## TASK REQUIREMENTS
A faithful copy of the listing below is needed, one that contains no pictures.

## SUPPLIED ENTRIES
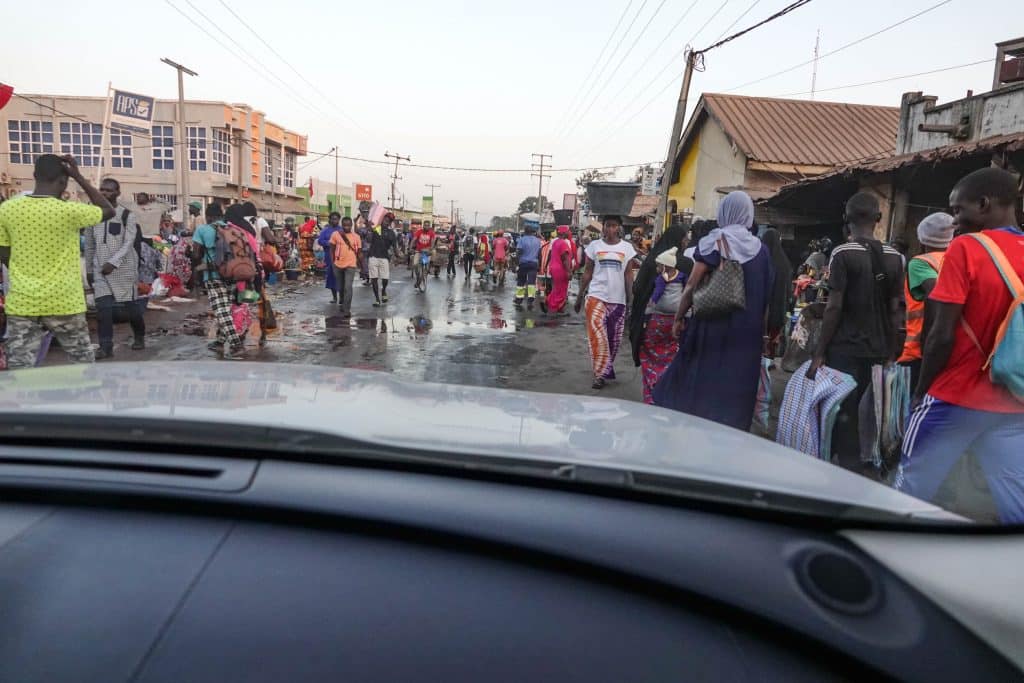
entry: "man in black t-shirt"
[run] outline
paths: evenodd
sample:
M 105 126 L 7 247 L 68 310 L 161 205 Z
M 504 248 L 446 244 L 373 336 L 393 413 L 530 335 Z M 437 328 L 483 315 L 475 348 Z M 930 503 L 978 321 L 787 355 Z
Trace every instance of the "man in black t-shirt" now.
M 857 381 L 839 409 L 832 456 L 836 464 L 873 478 L 878 473 L 861 461 L 858 408 L 871 386 L 872 366 L 895 361 L 904 337 L 903 258 L 875 239 L 881 217 L 873 194 L 859 192 L 846 203 L 850 241 L 832 251 L 821 341 L 807 372 L 813 379 L 824 364 Z

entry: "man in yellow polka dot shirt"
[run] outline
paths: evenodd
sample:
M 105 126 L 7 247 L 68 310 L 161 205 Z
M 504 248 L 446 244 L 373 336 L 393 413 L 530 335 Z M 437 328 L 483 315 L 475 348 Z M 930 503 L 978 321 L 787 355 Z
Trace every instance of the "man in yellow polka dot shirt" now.
M 74 178 L 92 204 L 61 199 Z M 79 231 L 114 217 L 71 156 L 36 160 L 32 194 L 0 204 L 0 258 L 8 264 L 7 366 L 32 367 L 47 332 L 74 363 L 94 360 L 85 321 Z

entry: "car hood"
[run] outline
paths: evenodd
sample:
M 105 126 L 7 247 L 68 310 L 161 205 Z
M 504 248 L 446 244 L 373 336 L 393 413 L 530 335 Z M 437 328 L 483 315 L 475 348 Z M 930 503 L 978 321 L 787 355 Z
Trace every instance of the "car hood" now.
M 397 451 L 594 466 L 961 519 L 771 441 L 674 411 L 591 396 L 404 382 L 357 369 L 172 362 L 0 373 L 0 434 L 27 415 L 53 416 L 55 424 L 60 416 L 95 416 L 276 427 Z

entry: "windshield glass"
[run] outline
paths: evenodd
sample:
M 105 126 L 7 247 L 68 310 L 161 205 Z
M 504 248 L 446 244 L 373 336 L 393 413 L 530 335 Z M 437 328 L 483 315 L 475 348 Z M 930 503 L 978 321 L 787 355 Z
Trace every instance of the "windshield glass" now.
M 777 5 L 20 8 L 0 434 L 1024 522 L 1024 40 Z

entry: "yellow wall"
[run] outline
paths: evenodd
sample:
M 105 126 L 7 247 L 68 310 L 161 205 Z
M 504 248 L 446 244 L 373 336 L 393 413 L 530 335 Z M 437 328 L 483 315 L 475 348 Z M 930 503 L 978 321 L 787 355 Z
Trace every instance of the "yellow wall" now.
M 683 157 L 679 171 L 679 182 L 668 188 L 669 201 L 675 200 L 676 210 L 692 209 L 693 193 L 697 186 L 697 158 L 700 156 L 700 131 L 694 134 L 690 148 Z

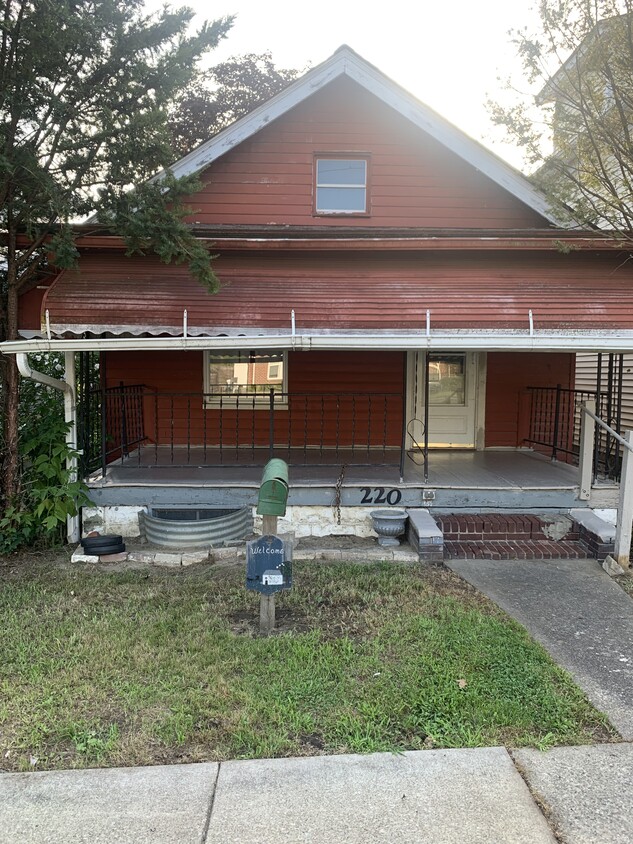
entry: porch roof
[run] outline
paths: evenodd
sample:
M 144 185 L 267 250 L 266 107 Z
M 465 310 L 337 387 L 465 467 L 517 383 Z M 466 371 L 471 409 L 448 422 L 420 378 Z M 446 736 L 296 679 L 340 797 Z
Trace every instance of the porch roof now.
M 222 255 L 216 272 L 222 287 L 211 295 L 186 266 L 87 254 L 47 290 L 41 333 L 282 335 L 294 313 L 303 336 L 386 333 L 419 342 L 427 312 L 432 329 L 460 336 L 633 330 L 632 269 L 614 253 L 253 252 Z

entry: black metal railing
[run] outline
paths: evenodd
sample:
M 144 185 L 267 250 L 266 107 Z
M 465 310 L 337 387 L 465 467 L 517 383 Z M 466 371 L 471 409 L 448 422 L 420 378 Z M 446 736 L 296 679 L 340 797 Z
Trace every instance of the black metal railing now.
M 100 391 L 101 441 L 86 463 L 126 466 L 396 465 L 402 393 L 163 392 L 145 385 Z M 86 431 L 98 430 L 86 426 Z
M 615 415 L 612 397 L 607 393 L 589 390 L 570 390 L 556 387 L 528 387 L 530 393 L 530 427 L 525 438 L 528 445 L 551 456 L 578 464 L 582 403 L 594 400 L 596 414 L 620 433 L 619 410 Z M 617 440 L 600 426 L 594 436 L 594 471 L 605 477 L 618 479 L 621 450 Z
M 101 361 L 99 352 L 77 355 L 77 442 L 81 477 L 101 466 Z

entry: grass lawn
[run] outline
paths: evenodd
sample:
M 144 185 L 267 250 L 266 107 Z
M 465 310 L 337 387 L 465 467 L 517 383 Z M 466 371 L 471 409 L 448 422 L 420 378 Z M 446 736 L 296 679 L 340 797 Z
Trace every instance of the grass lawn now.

## RESULT
entry: "man in black t-shirt"
[run] outline
paths: evenodd
sample:
M 105 126 L 7 247 L 68 310 L 161 205 Z
M 504 248 L 446 244 L 373 336 L 393 413 L 530 335 Z M 437 328 L 483 315 L 475 348 Z M 930 503 L 978 321 L 787 355 Z
Trace every instance of the "man in black t-shirt" now.
M 857 381 L 839 409 L 832 456 L 836 464 L 873 478 L 878 473 L 861 461 L 858 408 L 871 386 L 872 366 L 895 361 L 904 337 L 903 258 L 875 239 L 881 217 L 873 194 L 859 192 L 846 203 L 850 241 L 832 251 L 821 341 L 807 372 L 813 379 L 824 364 Z

entry: "man in yellow polka dot shirt"
[run] outline
paths: evenodd
sample:
M 105 126 L 7 247 L 68 310 L 161 205 Z
M 504 248 L 446 244 L 373 336 L 393 413 L 530 335 Z M 437 328 L 483 315 L 475 348 Z M 930 503 L 978 321 L 787 355 Z
Trace every instance of the "man in yellow polka dot shirt" now.
M 74 178 L 92 204 L 61 199 Z M 79 231 L 114 217 L 71 156 L 36 160 L 32 194 L 0 204 L 0 258 L 8 264 L 7 366 L 32 367 L 47 332 L 74 363 L 94 360 L 85 321 Z

entry: "car hood"
[run] outline
paths: evenodd
sample:
M 105 126 L 7 247 L 68 310 L 161 205 Z
M 504 248 L 446 244 L 373 336 L 393 413 L 530 335 Z M 437 328 L 483 315 L 475 348 Z M 930 503 L 978 321 L 787 355 Z
Trace every instance of the "car hood" now.
M 397 451 L 594 466 L 961 519 L 771 441 L 674 411 L 591 396 L 404 382 L 357 369 L 172 362 L 0 373 L 0 434 L 27 415 L 53 416 L 55 424 L 60 416 L 95 416 L 276 427 Z

entry: "windshield glass"
[run] outline
paths: evenodd
sample:
M 105 126 L 7 247 L 68 310 L 161 205 Z
M 504 248 L 446 244 L 373 336 L 393 413 L 530 335 Z M 437 328 L 483 315 L 475 348 Z M 930 503 L 978 321 L 787 355 Z
Trace every instance of the "windshield glass" now.
M 777 5 L 20 8 L 0 434 L 1024 522 L 1024 40 Z

entry: "yellow wall"
[run] outline
paths: evenodd
sample:
M 105 126 L 7 247 L 68 310 L 161 205 Z
M 504 248 L 446 244 L 373 336 L 393 413 L 530 335 Z M 437 328 L 483 315 L 475 348 Z M 930 503 L 978 321 L 787 355 Z
Trace every instance of the "yellow wall" now.
M 683 157 L 679 171 L 679 182 L 668 188 L 669 201 L 675 200 L 676 210 L 692 209 L 693 193 L 697 186 L 697 158 L 700 156 L 700 131 L 694 134 L 690 148 Z

entry: porch roof
[run] outline
paths: evenodd
sample:
M 144 185 L 267 250 L 266 107 Z
M 465 310 L 337 387 L 465 467 L 517 383 Z M 466 371 L 471 409 L 448 422 L 420 378 Z M 446 736 L 296 679 L 340 797 Z
Trace every instance of the porch roof now.
M 222 255 L 216 272 L 222 287 L 211 295 L 186 266 L 87 254 L 47 290 L 41 333 L 282 335 L 294 313 L 303 336 L 386 333 L 419 342 L 427 312 L 432 329 L 460 336 L 633 330 L 632 269 L 614 253 L 253 252 Z

entry: black metal railing
[run] outline
paths: evenodd
sample:
M 144 185 L 267 250 L 266 107 Z
M 465 310 L 337 387 L 465 467 L 517 383 Z M 466 371 L 471 409 L 448 422 L 420 378 Z M 446 736 L 296 679 L 340 797 Z
Trace every instance of the black metal railing now.
M 100 391 L 101 441 L 86 463 L 126 466 L 396 465 L 402 393 L 163 392 L 145 385 Z M 86 431 L 98 430 L 86 426 Z
M 615 415 L 612 397 L 607 393 L 589 390 L 570 390 L 556 387 L 528 387 L 530 393 L 530 427 L 525 438 L 528 445 L 551 456 L 578 464 L 582 403 L 594 400 L 596 414 L 620 433 L 619 410 Z M 617 440 L 600 426 L 594 436 L 594 471 L 605 477 L 618 479 L 621 450 Z
M 101 361 L 99 352 L 77 355 L 77 442 L 81 477 L 101 466 Z

entry: grass lawn
[run] outline
paths: evenodd
sample:
M 144 185 L 267 250 L 266 107 Z
M 465 310 L 337 387 L 465 467 L 517 383 Z M 466 371 L 471 409 L 448 422 L 420 378 Z M 446 736 L 296 679 L 340 797 Z
Trace every instance of the grass lawn now.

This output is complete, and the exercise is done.